### WORK INSTRUCTION 1
Translate this sentence from the school avoidance text into Spanish: "Always rule out true physical symptoms before tackling school avoidance."
### WORK INSTRUCTION 2
Retype the stretch of the school avoidance text from "Always rule out" through "that getting better?".

### TEXT BLOCK
····················
Does your child get “sick” when it’s time to go to school? Do you suspect that her symptoms may be imagined? Does her illness only occur during the week? If you suspect that your child is making up symptoms or coming up with excuses to avoid going to school, your child may be experiencing what is called “school avoidance,.” a phenomenon that, according to the American Academy of Pediatrics, about 5% of children experience.

Reasons Kids Avoid School

You may be surprised to hear some of the reasons that children avoid school. Remember, that children tend to look at things in different ways than adults. While an adult's reason for avoidance of certain situations is often based on the task, children's avoidance is often based on social issues, such as the following:

  • Problems being bullied at school
  • No one to sit with in the school cafeteria
  • Anxiety over using public restroom facilities
  • Perceived humiliation by teacher or others at school

Talk About School Problems with your Child

Always rule out true physical symptoms before tackling school avoidance. If there is no physical reason your child should be “sick,” talk to her about why she may feel she has to avoid school. Ask her seemingly innocuous questions like:

  • How was lunch today? What did you have? Who do you usually sit with?
  • How is your math coming? I know you said you didn't understand some things. Is that getting better?
  • How was the bus ride home? Is it crowded or are you always able to sit in the spot you want?

Engage your child in conversations that draw out her feelings about school. Have a conversation while driving to the store, on the way home from school, or while having dinner. Talk about someone else's child you know. Some children are reluctant to talk about themselves, but will readily open up about others. If your child has problems opening up to you, consider asking her to tell you three things that happened that day; but one of them is made up. You then have to guess which one is made up. You can then talk about the made-up scenario. If you don’t feel you’re getting to the root of the problem, seek the help of a school professional. Start with your child's teacher or teachers. Maybe the teacher can make adjustments in seating arrangements or classroom procedures, or maybe transferring out of a particular class is warranted. Talk to other parents to uncover news about issues that may be happening at school. Encourage your child to join groups at school where she might find friends. Avoiding school is typically the sign of a deeper issue. Figuring it out is not always easy, but sometimes just understanding that you have to dig a little bit to find out the underlying problem is a help in itself.
····················
### RECORDS

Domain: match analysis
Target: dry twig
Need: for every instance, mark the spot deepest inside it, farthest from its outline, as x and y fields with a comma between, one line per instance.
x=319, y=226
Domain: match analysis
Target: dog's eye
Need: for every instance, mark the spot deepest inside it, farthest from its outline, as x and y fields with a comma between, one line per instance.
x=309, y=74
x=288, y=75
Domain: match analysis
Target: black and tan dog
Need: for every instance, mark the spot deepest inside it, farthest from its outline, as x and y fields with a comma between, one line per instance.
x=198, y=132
····················
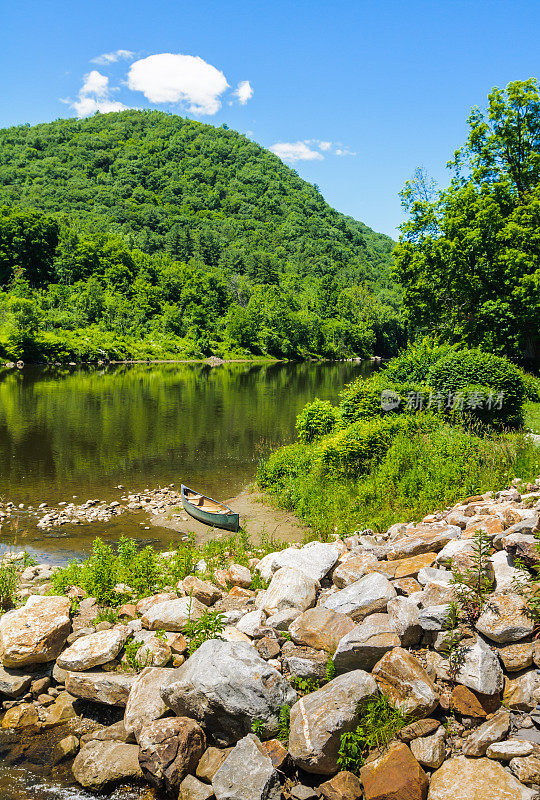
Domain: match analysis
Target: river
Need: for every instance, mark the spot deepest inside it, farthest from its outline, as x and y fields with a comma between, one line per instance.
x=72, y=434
····················
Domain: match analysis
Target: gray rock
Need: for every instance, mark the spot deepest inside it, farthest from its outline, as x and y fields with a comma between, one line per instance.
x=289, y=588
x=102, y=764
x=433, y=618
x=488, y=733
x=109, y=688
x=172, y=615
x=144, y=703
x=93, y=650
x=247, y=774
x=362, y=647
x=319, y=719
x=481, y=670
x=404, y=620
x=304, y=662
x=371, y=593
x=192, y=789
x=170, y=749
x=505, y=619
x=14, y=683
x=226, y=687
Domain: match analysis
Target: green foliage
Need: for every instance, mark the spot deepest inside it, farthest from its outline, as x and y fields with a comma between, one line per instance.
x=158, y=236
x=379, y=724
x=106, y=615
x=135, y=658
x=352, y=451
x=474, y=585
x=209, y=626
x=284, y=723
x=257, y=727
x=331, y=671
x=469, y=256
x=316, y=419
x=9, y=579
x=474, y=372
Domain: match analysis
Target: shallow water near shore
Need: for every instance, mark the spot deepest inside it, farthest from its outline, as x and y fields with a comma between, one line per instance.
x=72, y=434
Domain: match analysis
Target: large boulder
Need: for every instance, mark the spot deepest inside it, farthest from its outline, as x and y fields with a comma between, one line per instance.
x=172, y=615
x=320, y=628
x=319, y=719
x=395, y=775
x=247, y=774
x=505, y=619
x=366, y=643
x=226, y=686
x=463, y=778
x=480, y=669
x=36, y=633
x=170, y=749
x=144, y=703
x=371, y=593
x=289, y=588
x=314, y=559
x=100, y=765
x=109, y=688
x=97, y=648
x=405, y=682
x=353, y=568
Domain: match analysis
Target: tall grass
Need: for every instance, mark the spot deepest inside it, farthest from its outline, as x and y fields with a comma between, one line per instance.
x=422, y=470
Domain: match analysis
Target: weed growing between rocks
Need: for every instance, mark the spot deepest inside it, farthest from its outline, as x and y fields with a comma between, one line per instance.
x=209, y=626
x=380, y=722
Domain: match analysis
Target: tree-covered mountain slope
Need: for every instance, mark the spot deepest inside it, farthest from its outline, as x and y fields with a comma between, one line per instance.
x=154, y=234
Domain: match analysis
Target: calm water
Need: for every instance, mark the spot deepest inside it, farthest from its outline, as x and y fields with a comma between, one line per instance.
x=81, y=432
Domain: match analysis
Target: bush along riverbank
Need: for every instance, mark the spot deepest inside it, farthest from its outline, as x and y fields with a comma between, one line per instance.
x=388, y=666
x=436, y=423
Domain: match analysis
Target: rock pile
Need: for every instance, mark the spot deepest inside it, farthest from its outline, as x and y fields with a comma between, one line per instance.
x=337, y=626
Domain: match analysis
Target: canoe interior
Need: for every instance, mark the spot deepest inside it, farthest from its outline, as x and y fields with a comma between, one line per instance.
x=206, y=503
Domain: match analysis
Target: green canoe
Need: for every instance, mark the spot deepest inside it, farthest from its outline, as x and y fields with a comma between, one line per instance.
····················
### EXPECTED OUTPUT 1
Descarte siempre los síntomas físicos reales antes de abordar la evitación escolar.

### EXPECTED OUTPUT 2
Always rule out true physical symptoms before tackling school avoidance. If there is no physical reason your child should be “sick,” talk to her about why she may feel she has to avoid school. Ask her seemingly innocuous questions like:

  • How was lunch today? What did you have? Who do you usually sit with?
  • How is your math coming? I know you said you didn't understand some things. Is that getting better?